▶ [TASKS TO CARRY OUT]:
(a) Translate this sentence from the blog comment thread into Spanish: "I suffer the same distraction of an upcoming meeting."
(b) Carry on the blog comment thread from its last line.

▶ [DOCUMENT EXCERPT]:
◆ ◆ ◆
So that’s the plan. Wish me luck!

8 Comments

  1. Shannon Garcia 10 years ago

    Love. It.

    This makes so much sense to me for similar reasons… I’m going to give it a go starting this week. I think your recovery time and project entry time observations are pretty critical.

    Good luck!

  2. Mila 10 years ago

    I like this idea a lot! I’ve considered something like this before, but I worry about “dropping” something for too long and losing momentum this way. Have you thought about this?

  3. LouLou 10 years ago

    I like it.

    At the moment I’m working from home alone and finding it hard to remain focussed each day. I think I shall write my weekly theme at the top of my ETP as a reminder, and then focus at least one major task on that theme. Perhaps getting that task done first before touching email will help?

    I suffer the same distraction of an upcoming meeting. Somehow I can’t settle until it’s over.

  4. Author
    Dave Seah 10 years ago

    Shannon: Let us know how it goes! Good luck!
◆ ◆ ◆
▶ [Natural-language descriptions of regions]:
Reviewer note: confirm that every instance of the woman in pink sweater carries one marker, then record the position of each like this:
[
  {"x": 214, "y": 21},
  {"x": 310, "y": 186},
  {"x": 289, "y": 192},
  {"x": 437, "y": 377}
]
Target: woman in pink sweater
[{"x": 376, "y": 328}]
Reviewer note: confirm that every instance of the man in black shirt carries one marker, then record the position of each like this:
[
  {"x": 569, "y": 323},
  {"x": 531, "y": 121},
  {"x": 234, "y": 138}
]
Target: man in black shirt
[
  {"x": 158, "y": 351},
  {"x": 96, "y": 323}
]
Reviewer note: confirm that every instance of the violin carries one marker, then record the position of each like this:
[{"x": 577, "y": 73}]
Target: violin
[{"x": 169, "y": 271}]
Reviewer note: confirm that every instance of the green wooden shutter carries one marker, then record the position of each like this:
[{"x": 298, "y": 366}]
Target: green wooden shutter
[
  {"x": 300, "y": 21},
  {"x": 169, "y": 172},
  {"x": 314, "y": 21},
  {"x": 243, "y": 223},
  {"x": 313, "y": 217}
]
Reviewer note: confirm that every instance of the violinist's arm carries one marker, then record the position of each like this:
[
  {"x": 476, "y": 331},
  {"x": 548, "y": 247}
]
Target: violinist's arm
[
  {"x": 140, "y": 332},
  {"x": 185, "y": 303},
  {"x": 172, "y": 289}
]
◆ ◆ ◆
▶ [EXERCISE RESPONSES]:
(a) Sufro la misma distracción cuando se acerca una reunión.

(b)
    Mila: Great question! I’m always concerned about momentum, which for me is remembering both where I left off and and what I need to do next given the project priorities. With my current day-based approach, my momentum was already suffering, and I was not able to do the deep dives I need to, so I think this week of experimentation is not much of a loss. The gain is NEW DATA!!! :D

    The best way I’ve found to maintain that is to actually keep a written log of what I’m doing. Basically, I keep a text document open somewhere and “live blog” what I’m doing. It’s particularly good when I’m stuck and need to work out something before committing to an expensive course of action. I find after a couple days I tend to forget where I was if I haven’t been doing anything in that project, and recovering the “mental state” I had to be productive takes at least two hours if I am rebuilding it from scratch. With the journal, this time is cut down considerably. It works for me because my thinking process is primarily that of a writer, even when doing graphic design or programming. So there are THREE METRICS that I’m applying for this test: (1) Does it feel less stressful and therefore produces less friction? (2) Do I actually get anything done that FEELS productive and substantive? (3) Was I able to get into a “deep dive” and get something complicated and difficult done?

    LouLou: Getting stuff out of the way before touching email is GREAT. Email, I find, puts me in a reactive mode so I am responding to other people’s problems. As I wrote in a past experiment about 15 minute morning rituals, making that first precious hour of the day ENTIRELY YOURS is enormously helpful. At least, it was the case for me.

    Glad to hear I am not alone in finding meeting freakishly distracting. They bug that living crap out of me until it’s out of the way.

  5. LouLou 10 years ago

    Love the 15 minute morning ritual Dave. Making the first hour count is now my morning mantra!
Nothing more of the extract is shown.